The Takaka Terrane is a Paleozoic terrane that outcrops in the South Island of New Zealand.  It is most extensively exposed within the Kahurangi National Park in the Tasman District. The terrane is mostly made up of marble and volcanic rocks but is highly variable in composition.  It ranges in age from mid-Cambrian to Devonian time (510–400 Ma), including New Zealand's oldest rocks, which are found in the Cobb Valley in north-west Nelson. The Cobb Valley is also the location of "Trilobite Rock" a glacial dropstone made from the moulted exoskeletons of trilobites. Asbestos was mined in the Cobb Valley from the Takaka Terrene between the late 1880s and 1917. The Takaka Terrane is highly deformed and has been intruded by many batholiths.

- DATA EXTRACT -
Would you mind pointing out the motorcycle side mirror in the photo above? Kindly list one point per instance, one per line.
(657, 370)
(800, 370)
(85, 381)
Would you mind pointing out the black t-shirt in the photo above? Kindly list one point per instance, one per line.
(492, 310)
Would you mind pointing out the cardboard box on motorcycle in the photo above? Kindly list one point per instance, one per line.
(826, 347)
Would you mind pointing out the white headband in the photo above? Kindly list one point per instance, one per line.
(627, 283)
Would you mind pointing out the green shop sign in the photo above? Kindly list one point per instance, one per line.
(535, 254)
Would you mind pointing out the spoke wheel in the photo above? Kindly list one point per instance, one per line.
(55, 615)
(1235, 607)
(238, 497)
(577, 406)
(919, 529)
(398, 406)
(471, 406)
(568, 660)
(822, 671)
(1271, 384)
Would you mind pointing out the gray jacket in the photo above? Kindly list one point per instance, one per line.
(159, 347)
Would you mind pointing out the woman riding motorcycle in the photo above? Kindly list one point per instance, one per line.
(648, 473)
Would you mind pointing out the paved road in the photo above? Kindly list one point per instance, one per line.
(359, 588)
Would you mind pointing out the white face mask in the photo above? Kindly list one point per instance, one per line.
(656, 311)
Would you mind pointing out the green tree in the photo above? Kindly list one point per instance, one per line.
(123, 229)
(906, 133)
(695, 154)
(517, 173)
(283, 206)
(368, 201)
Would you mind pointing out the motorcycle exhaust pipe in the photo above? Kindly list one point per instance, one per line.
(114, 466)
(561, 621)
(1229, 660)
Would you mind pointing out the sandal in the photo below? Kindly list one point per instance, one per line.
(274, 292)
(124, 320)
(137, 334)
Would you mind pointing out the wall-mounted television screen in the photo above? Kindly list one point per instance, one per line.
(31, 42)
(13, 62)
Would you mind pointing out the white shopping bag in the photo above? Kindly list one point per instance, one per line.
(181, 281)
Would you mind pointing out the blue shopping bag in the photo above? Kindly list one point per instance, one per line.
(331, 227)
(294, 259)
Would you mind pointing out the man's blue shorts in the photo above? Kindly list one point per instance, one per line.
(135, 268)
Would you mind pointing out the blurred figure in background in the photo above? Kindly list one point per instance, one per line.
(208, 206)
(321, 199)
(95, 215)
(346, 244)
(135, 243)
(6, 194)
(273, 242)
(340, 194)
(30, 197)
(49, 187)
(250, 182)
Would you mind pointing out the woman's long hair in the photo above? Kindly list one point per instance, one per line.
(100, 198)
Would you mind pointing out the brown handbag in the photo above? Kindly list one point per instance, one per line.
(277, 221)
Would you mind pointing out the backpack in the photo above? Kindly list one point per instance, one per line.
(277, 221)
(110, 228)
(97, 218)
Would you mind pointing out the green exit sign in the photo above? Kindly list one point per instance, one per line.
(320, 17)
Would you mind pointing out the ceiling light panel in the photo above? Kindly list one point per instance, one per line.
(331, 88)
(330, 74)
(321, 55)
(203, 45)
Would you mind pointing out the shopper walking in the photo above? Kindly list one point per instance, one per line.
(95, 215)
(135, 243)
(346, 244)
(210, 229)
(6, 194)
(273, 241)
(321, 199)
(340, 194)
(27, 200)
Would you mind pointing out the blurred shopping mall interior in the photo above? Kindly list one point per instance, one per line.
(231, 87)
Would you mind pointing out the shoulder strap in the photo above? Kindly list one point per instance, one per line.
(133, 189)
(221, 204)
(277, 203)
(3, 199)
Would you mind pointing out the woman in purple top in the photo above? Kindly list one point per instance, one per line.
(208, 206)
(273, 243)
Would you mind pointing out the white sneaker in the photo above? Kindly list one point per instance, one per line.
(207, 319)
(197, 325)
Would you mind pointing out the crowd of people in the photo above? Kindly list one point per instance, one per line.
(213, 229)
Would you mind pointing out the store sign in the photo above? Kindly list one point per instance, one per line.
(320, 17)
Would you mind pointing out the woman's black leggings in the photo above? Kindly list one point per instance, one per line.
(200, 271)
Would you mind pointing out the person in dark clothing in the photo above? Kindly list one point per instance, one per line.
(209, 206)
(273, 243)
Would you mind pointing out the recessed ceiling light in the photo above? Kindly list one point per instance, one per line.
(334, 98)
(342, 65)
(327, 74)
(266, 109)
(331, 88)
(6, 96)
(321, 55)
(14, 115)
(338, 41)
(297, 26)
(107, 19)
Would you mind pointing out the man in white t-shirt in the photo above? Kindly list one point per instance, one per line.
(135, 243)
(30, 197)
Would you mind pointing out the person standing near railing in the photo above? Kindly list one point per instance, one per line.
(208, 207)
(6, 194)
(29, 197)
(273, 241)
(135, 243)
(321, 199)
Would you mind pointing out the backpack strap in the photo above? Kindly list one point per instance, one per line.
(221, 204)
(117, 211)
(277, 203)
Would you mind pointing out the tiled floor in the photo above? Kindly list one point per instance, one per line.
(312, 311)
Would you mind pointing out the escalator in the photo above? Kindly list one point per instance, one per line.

- PARTS OF THE EXERCISE -
- A) Answer these questions from the Takaka Terrane passage:
(i) What age range does the terrane span, in millions of years?
(ii) Where are New Zealand's oldest rocks found?
(iii) What is "Trilobite Rock" made from?
- B) Please pick up the Takaka Terrane passage after its last sentence and continue it.

- RESPONSES -
- A)
(i) 510–400 Ma (mid-Cambrian to Devonian)
(ii) In the Cobb Valley in north-west Nelson
(iii) The moulted exoskeletons of trilobites

- B)
Description 
The Takaka Terrane has two main igneous units, the arc-related Devil River Volcanics Group (Middle to Late Cambrian) and the rift‐related Gendarme Dolerite (latest Cambrian to Early Ordovician age). The Devil River Volcanics Group sediments contain trilobites, brachiopods and conodonts. Sedimentary units in the Takaka Terrane (Haupiri Group and Junction Formation rocks) likely formed in a back-arc basin. The distinctive Arthur Marble from Takaka Hill and Mount Arthur is of Ordovician age. It has been speculated that the Takaka Terrane is equivalent to rocks in Tasmania, Australia and was separated from them with the opening of the Tasman Sea.

The Arthur Marble has been chemically weathered by rain and groundwater due to its high calcium carbonate content forming a karst geomorphology.  This has led to the formation of extensive cave systems like Harwood Hole and the Riuwaka Resurgence.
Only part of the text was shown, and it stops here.